→ **Tâches à réaliser**:
[1] Quels passages de l’extrait sur le divorce se terminent par un point d’exclamation ? Citez-les tous, chacun depuis la ponctuation qui le précède.
[2] Poursuivez l’extrait sur le divorce à partir de sa dernière phrase.

→ **Extrait source**:
==*==

Moi, qui sers l’État toute la journée, j’ai besoin le soir d’une femme

Je jette les yeux sur tous les peuples de la terre, il n’y en a pas un seul, excepté le peuple catholique romain, chez qui le divorce et un nouveau mariage ne soient de droit naturel.

Quel renversement de l’ordre a donc fait chez les catholiques une vertu de souffrir l’adultère, et un devoir de manquer de femme quand on a été indignement outragé par la sienne ?
Pourquoi un lien pourri est-il indissoluble ? On me permet la séparation de corps et de biens, et on ne me permet pas le divorce. La loi peut m’ôter ma femme, et elle me laisse un nom qu’on appelle sacrement ! je ne jouis plus du mariage, et je suis marié. Quelle contradiction ! quel esclavage ! et sous quelles lois avons-nous reçu la naissance !
Quoi, un souverain peut abdiquer sa couronne, et sans la permission du pape il ne pourra abdiquer sa femme ! Est-il possible que des hommes, d’ailleurs éclairés, aient croupi si longtemps dans cette absurde servitude !

==*==

→ **Données**:
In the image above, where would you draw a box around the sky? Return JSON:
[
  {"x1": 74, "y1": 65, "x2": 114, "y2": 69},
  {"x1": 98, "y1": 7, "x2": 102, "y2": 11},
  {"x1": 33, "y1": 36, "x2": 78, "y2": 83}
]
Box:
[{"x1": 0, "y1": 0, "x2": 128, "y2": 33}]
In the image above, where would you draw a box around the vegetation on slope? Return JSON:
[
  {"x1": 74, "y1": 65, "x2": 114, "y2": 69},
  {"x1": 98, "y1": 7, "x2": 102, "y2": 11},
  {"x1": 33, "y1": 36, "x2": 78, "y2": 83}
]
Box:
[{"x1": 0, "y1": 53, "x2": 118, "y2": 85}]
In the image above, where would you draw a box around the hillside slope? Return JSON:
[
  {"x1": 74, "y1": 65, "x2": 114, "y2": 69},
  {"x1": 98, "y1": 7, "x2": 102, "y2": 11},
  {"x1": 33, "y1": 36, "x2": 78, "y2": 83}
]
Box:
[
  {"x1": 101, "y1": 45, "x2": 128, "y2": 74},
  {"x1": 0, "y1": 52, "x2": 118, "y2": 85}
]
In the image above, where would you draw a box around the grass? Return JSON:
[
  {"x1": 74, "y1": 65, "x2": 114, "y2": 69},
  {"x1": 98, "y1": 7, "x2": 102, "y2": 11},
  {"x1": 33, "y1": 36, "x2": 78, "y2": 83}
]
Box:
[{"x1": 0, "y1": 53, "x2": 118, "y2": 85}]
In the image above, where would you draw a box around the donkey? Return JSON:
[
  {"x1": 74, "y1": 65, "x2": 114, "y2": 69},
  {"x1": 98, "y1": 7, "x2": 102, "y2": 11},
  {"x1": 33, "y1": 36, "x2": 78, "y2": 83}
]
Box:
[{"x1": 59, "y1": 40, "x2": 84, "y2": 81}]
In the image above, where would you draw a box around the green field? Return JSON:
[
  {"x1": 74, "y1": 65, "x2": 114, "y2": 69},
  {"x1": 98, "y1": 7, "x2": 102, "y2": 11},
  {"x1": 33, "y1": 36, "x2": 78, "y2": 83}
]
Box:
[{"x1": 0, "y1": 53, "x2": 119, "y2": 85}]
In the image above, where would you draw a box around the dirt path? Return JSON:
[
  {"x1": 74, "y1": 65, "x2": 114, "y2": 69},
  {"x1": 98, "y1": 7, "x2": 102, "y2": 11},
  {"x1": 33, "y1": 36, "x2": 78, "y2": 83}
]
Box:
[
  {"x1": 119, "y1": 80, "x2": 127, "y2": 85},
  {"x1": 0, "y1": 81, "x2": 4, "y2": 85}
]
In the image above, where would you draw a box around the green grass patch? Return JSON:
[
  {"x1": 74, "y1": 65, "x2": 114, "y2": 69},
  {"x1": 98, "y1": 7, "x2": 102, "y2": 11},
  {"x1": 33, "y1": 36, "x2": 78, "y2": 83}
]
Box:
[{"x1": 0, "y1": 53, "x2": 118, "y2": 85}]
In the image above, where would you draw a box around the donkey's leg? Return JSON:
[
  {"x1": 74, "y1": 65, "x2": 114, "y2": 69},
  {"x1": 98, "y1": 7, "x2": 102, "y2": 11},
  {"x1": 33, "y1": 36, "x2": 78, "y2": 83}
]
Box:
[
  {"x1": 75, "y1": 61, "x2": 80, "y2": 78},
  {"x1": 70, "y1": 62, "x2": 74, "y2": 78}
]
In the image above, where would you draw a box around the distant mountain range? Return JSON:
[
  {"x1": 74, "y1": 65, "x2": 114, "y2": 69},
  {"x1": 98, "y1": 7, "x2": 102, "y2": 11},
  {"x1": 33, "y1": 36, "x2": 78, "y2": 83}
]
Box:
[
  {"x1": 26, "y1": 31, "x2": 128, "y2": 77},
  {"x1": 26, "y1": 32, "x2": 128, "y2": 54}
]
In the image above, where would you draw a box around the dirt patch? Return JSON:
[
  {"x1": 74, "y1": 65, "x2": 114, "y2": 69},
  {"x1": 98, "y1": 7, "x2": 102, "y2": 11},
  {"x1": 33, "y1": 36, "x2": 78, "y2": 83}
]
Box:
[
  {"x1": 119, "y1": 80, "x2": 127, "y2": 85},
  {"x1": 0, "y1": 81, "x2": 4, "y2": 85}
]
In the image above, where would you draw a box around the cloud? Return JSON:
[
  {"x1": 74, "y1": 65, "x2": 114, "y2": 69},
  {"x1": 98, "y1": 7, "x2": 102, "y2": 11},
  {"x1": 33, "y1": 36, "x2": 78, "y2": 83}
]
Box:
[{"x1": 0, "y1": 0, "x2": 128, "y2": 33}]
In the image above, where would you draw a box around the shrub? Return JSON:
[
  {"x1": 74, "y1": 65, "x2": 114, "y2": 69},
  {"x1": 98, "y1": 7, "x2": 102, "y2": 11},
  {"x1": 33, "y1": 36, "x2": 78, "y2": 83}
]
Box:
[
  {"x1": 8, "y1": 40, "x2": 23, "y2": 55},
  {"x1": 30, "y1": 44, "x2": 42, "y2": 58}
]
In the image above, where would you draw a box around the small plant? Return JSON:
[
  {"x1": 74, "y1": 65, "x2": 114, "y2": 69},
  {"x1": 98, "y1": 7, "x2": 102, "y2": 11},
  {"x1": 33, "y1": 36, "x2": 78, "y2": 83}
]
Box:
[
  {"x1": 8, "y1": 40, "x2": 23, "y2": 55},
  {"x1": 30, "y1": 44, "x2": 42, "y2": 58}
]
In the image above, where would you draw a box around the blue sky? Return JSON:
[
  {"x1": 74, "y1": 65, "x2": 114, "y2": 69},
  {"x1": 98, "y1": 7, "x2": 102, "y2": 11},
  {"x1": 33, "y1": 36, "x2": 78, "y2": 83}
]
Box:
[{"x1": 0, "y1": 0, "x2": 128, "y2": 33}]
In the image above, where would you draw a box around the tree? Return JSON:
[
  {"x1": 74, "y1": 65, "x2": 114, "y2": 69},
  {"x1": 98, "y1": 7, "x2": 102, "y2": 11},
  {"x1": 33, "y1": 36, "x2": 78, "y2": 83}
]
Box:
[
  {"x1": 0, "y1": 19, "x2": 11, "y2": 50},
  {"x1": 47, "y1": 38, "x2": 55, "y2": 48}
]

==*==

→ **Réponses par tâche**:
[1]
- « La loi peut m’ôter ma femme, et elle me laisse un nom qu’on appelle sacrement ! »
- « Quelle contradiction ! »
- « quel esclavage ! »
- « et sous quelles lois avons-nous reçu la naissance ! »
- « Quoi, un souverain peut abdiquer sa couronne, et sans la permission du pape il ne pourra abdiquer sa femme ! »
- « Est-il possible que des hommes, d’ailleurs éclairés, aient croupi si longtemps dans cette absurde servitude ! »

[2]
Que nos prêtres, que nos moines, renoncent aux femmes, j’y consens ; c’est un attentat contre la population, c’est un malheur pour eux ; mais ils méritent ce malheur qu’ils se sont fait eux-mêmes. Ils ont été les victimes des papes, qui ont voulu avoir en eux des esclaves, des soldats sans famille et sans patrie, vivant uniquement pour l’Eglise ; mais moi magistrat, qui sers l’État toute la journée, j’ai besoin le soir d’une femme ; et l’Église n’a pas le droit de me priver d’un bien que Dieu m’accorde. Les apôtres étaient mariés, Joseph était marié, et je veux l’être. Si moi Alsacien je dépends d’un prêtre qui demeure à Rome, si ce prêtre a la barbare puissance de me priver d’une femme, qu’il me fasse eunuque pour chanter des miserere dans sa chapelle.